課題 1 >> レコードを絞り込み、文字列「shirt」を含む行をすべて書き出しなさい。大文字と小文字は区別すること。

抜粋文 >>

****************************************

No. タイトル システム 登録日 改稿日
0038 殺人酋長ドン・ガーン BK 00/04/01



はじめに

 このシナリオは、『Bea−Kid’s』専用である。



登場NPCおよび重要事項

ミリー 10才の少女。人間と獣人とのハーフで精霊と会話する事ができるが、シャーマンでは無い。複雑な性格の持ち主で、絶大的なカリスマがある。ルール的には交渉系の技能を最高ランクで有する。
ミリーの父親 資産家。ミリーの事を本当に愛しているが、イマイチ常識に欠けるので、育て方を間違えた。自分の創作上の人物ドン・ガーンの名を騙った連続殺人事件が起こっている事に戸惑っている。この“お話”は文章化した事が無いので、ミリーにドン・ガーンの話を聞いた異常者が犯人だと思っている。この事は町の人には秘密にしているが、PCが好意的に接すれば話し、解決を依頼する。ただしPCにもミリーが実子で無い事は隠し通そうとする。
狂った精霊 今は滅びた獣人の1部族の祖先霊。精神の均衡が失われているが、風の精霊としての力は健在。ミリーが欲する事を欲する。

****************************************

レコード内容 >>

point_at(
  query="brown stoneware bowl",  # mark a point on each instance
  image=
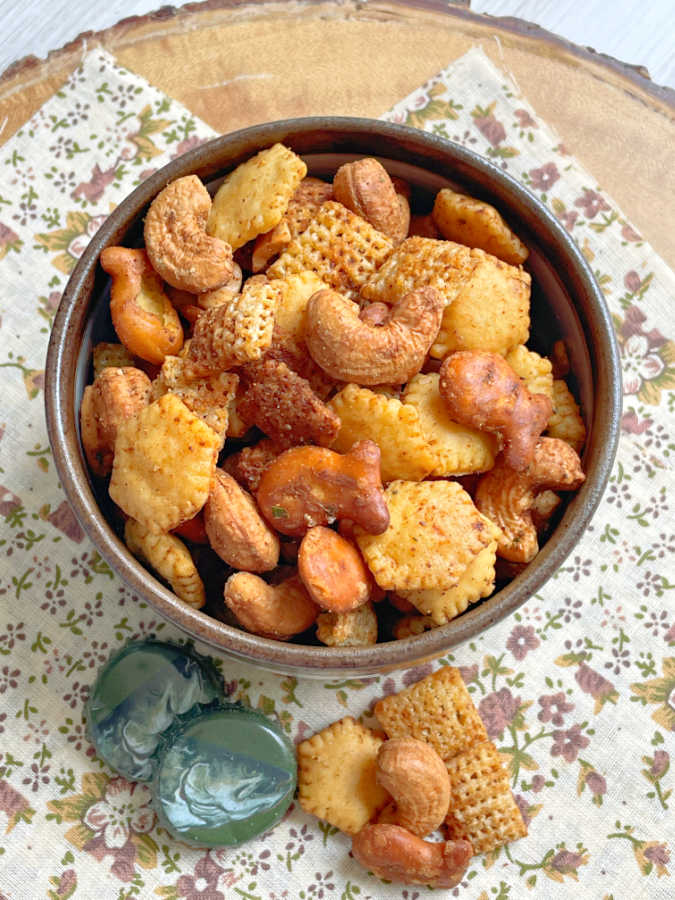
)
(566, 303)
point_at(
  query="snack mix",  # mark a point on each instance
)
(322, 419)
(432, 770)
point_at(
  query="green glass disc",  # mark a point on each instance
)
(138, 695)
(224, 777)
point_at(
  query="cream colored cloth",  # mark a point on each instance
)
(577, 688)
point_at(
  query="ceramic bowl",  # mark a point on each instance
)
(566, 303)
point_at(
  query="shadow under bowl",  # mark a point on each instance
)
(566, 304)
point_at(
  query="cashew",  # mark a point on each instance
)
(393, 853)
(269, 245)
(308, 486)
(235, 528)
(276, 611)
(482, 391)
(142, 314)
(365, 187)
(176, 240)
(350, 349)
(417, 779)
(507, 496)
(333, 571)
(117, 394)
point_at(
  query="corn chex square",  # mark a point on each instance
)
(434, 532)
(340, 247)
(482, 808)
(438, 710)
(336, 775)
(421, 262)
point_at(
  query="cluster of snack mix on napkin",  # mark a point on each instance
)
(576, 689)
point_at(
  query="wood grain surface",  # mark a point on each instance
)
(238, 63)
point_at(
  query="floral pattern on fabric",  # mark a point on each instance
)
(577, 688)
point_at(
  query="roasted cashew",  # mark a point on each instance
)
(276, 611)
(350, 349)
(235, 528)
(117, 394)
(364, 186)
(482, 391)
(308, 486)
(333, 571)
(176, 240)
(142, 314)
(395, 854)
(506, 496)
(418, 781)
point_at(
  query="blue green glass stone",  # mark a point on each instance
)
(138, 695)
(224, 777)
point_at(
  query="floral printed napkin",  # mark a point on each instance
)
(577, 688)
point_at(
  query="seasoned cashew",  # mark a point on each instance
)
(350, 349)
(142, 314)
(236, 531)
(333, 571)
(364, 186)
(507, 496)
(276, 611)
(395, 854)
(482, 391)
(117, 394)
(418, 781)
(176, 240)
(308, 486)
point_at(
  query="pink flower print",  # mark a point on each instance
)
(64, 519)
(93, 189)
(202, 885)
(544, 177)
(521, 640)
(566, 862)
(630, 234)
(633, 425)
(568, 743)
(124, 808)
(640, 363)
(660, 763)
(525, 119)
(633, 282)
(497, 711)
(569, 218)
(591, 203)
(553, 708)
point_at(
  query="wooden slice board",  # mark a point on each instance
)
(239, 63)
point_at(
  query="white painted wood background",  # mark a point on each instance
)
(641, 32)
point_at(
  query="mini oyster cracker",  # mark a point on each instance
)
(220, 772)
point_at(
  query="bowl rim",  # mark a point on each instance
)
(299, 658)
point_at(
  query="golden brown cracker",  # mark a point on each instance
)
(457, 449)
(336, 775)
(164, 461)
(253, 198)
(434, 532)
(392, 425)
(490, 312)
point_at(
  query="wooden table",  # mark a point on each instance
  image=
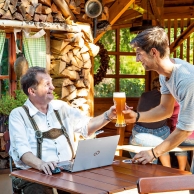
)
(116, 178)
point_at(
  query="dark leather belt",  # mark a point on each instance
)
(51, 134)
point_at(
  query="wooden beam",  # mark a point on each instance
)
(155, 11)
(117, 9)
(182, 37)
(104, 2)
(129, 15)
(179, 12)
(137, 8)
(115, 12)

****************************************

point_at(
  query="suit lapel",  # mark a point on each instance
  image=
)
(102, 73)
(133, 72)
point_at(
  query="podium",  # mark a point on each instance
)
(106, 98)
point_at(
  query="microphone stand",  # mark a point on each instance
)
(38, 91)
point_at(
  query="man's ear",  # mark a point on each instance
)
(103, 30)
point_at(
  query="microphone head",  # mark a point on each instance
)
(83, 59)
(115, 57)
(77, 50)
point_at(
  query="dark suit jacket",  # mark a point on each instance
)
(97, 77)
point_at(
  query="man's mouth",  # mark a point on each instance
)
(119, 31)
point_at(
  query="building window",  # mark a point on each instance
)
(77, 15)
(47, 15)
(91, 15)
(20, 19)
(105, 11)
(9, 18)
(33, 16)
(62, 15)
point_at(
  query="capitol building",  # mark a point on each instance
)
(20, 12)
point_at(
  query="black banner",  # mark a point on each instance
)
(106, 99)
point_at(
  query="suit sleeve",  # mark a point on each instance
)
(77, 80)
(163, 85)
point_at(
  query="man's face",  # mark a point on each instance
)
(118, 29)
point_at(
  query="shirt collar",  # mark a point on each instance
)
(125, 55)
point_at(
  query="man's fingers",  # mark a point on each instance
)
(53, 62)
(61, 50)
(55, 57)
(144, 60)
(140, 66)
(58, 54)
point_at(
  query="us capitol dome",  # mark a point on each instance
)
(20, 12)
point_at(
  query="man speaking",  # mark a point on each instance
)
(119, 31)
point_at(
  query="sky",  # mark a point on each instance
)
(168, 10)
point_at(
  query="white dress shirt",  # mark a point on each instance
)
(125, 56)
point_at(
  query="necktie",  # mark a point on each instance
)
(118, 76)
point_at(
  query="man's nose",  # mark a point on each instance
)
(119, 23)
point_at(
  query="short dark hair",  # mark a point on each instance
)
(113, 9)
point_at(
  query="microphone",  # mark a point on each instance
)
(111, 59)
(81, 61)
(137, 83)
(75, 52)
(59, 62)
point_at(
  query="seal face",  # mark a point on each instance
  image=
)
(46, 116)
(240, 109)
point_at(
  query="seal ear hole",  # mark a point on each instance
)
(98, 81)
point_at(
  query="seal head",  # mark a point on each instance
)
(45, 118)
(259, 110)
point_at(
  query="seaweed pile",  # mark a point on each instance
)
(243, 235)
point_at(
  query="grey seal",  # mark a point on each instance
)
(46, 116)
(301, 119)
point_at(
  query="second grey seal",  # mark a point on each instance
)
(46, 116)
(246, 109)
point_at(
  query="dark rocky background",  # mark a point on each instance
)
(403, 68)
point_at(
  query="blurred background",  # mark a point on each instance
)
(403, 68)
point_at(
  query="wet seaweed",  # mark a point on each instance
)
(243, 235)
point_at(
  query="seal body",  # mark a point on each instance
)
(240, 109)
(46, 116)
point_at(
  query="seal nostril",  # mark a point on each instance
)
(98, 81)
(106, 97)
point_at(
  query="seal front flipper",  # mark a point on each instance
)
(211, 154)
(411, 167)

****************************************

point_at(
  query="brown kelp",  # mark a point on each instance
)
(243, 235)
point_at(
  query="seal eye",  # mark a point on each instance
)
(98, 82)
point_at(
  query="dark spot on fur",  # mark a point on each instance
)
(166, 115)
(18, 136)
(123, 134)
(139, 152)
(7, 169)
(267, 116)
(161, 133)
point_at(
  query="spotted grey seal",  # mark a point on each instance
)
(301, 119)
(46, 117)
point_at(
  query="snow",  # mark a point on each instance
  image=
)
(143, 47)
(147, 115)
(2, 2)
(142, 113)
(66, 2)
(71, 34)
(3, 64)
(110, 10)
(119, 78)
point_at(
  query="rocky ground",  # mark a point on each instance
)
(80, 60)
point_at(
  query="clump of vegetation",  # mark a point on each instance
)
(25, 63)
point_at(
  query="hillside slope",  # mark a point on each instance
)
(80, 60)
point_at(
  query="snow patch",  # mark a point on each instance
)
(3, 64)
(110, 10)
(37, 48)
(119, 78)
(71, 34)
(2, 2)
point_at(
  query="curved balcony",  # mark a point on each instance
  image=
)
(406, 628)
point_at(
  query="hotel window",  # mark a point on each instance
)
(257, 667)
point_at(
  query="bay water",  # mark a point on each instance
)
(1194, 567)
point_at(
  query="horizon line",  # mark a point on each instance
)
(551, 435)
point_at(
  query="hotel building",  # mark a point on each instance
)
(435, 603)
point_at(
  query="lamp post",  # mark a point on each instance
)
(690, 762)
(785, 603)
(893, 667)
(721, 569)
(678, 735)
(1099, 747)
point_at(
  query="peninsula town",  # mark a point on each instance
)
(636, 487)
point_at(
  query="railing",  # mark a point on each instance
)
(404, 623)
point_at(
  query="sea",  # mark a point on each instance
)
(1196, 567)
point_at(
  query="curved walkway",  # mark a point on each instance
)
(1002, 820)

****************************************

課題 2 >> 抜粋文によると、ミリーの父親がPCにも隠し通そうとすることは何か。

解答 1 >>
  query="shirt collar",  # mark a point on each instance
  query="white dress shirt",  # mark a point on each instance

解答 2 >> ミリーが実子でないこと。